> [Görev 1]:
Kaynak metinde "İşte gurup maçları" sözleriyle başlayan ve "Portekiz, Belçika'ya elendi." sözleri de dahil olmak üzere onlara kadar süren bölümü aynen kopyalayın.
> [Görev 2]:
Kaynak metne göre Hollanda Futbol Federasyonu, 1/16 finallerinde elendiğinin ertesi günü kimin sözleşmesini feshetti?

> [Kaynak Metin]:
Antalya'da bir opera konserinde biletlerin tükenmesi ne demek?.
Operamızı kuran ve onu ülkeye yayan (Bugün altı ilimizde opera var) insanların, başta Mustafa Kemal Atatürk, önünde saygı ile eğilmeliyiz.
Bu arada.. En çok gitmeyi istediğim ama bir türlü denk getiremediğim Mersin Operası da "Yaz Galası"nı bale ile yapıyor.
Nerede?.
Atatürk Kültür Merkezi Cumhuriyet Salonu..
İsme bakar mısınız?.
Orada olunmaz mı?.
***
HALA KIŞ UYKUSUNDA BİR FEDERASYON!..
"Bu kadro Avrupa Şampiyonu olur" dediğimde gülenlerin sayısı fazlaydı..
İşte gurup maçları bitti. 1/16 finalleri de bitti. Yarın gece çeyrek finaller başlıyor.
Sordum, cevap veren çıkmadı..
"1/16 finalleri izliyorsunuz?.
Söyleyin bunlar içinde 'Biz yenemeyiz' diyeceğiniz tek takım var mı?." Bir göz atalım o maçlara..
Bizi perişan eden Galler, Danimarka'dan 4 yedi.. Sıradan bir takım Danimarka'dan..
Çekya, son şampiyon ama ahı gitmiş, vahı bile kalmamış Hollanda'yı eledi.
Büyük favori gösterilen Portekiz, Belçika'ya elendi.
"Yahu bu İsviçre bile bizi geçti" diye ahlar, vahlar ettik. Fransa onlara elendi.
Her turnuvanın favorisi Almanya'yı tanıyabildiniz mi?. Peki onları 2-0'la eleyen İngilizleri..
Ukrayna çeyrek finale kaldı yahu, İsveç'i geçip..
Yani Euro 2020'de en büyük takım yok. Herkes herkesi yenebilir.. Ama bir Avrupa Karması gibi kuşak ele geçiren Türkiye hepsini yenebilir..
Ne yaptık?.
Tek galibiyet, tek puan alamadan, her maçı korkak, her maçı geride, her maçı kapalı savunmayla oynadığımız halde, gurup maçlarında gol yeme rekoru kırdık.
Tam 8 tane ve bir, üç maçta bir tanecik gol atabilerek, en kötü averajla ve en kötü takım seçilerek elendik.
Hollanda Futbol Federasyonu, 1/16 finallerinde elendiğinin ertesi günü takım hocası Frank de Boer'in sözleşmesini feshetti.
24 saat içinde iyi mi?.
Meğer adamlar, bizim federasyonlar gibi tek taraflı teslim olan sözleşmeler yapmamışlar.
"Biz sana şu kadar milyon veriyoruz. Sen de bize en az 'çeyrek final' vereceksin" diye madde koymuşlar.
Hollanda elenince de Boer, pırrrr!.
Peki biz ne yaptık, 1/16'ya bile kalamayan ve eleme turunda rezil olan Şenol Güneş için?.
Türkiye Futbol Federasyonu toplandı mı?. Tartıştı mı?. Bir karar aldı mı?.

> [Verilen Kayıtlar]:
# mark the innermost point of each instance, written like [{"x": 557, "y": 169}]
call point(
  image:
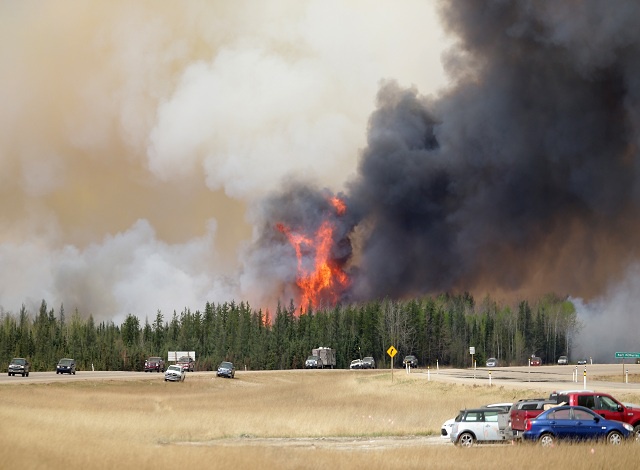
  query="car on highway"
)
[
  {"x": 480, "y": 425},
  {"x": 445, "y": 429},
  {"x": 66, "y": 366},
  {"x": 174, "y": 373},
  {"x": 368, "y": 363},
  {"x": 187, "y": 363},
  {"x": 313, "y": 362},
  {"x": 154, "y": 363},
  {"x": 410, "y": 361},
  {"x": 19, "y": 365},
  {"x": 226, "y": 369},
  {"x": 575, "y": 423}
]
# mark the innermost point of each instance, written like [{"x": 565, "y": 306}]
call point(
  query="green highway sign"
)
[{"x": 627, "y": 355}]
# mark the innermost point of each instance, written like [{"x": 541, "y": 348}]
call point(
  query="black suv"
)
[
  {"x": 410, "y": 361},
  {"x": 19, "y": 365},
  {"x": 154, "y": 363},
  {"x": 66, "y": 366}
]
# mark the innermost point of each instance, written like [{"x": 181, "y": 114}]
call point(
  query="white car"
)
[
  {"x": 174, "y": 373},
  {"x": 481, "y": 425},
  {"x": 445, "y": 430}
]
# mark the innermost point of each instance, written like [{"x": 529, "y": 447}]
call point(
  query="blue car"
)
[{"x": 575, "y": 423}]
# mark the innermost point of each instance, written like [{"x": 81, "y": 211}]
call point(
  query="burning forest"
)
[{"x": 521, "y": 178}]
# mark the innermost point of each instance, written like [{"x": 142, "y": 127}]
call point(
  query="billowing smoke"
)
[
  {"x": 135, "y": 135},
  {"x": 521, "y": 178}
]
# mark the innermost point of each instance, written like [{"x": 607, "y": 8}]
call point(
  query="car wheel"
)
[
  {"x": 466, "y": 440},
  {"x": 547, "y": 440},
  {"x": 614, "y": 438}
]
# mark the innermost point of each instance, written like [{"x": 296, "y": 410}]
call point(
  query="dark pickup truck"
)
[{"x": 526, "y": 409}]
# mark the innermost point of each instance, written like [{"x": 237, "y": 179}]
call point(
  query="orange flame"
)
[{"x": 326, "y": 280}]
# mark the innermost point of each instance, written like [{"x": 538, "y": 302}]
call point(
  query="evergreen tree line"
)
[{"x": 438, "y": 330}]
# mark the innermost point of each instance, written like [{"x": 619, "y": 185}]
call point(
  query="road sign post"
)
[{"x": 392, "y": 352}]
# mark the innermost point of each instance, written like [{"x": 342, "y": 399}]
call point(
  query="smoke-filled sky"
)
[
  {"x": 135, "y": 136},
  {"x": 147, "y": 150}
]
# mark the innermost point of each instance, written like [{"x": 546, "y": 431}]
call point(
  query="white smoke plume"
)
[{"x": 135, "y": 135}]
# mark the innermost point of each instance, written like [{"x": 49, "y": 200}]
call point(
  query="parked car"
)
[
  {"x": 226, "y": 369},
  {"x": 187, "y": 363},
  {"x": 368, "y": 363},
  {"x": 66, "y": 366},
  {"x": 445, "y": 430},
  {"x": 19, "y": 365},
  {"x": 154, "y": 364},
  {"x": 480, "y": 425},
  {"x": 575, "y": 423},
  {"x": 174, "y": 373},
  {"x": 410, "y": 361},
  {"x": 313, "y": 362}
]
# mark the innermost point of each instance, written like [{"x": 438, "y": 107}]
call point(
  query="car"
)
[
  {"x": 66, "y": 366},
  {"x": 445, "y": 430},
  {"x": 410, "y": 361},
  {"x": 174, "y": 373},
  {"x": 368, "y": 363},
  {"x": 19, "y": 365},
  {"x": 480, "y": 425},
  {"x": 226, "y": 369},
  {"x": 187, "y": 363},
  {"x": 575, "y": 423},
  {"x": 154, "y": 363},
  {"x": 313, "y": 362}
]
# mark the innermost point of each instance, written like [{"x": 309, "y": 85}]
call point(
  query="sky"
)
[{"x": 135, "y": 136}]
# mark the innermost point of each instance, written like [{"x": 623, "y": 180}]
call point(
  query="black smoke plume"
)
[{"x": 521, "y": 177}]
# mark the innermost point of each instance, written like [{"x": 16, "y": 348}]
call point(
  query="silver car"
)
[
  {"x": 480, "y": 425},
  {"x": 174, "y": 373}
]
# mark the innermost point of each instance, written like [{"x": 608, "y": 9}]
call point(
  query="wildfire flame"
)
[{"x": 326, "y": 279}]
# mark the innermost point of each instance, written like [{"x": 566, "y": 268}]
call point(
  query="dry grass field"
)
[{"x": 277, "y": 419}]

> [Nihai Sonuç 1]:
İşte gurup maçları bitti. 1/16 finalleri de bitti. Yarın gece çeyrek finaller başlıyor.
Sordum, cevap veren çıkmadı..
"1/16 finalleri izliyorsunuz?.
Söyleyin bunlar içinde 'Biz yenemeyiz' diyeceğiniz tek takım var mı?." Bir göz atalım o maçlara..
Bizi perişan eden Galler, Danimarka'dan 4 yedi.. Sıradan bir takım Danimarka'dan..
Çekya, son şampiyon ama ahı gitmiş, vahı bile kalmamış Hollanda'yı eledi.
Büyük favori gösterilen Portekiz, Belçika'ya elendi.

> [Nihai Sonuç 2]:
Takım hocası Frank de Boer'in sözleşmesini.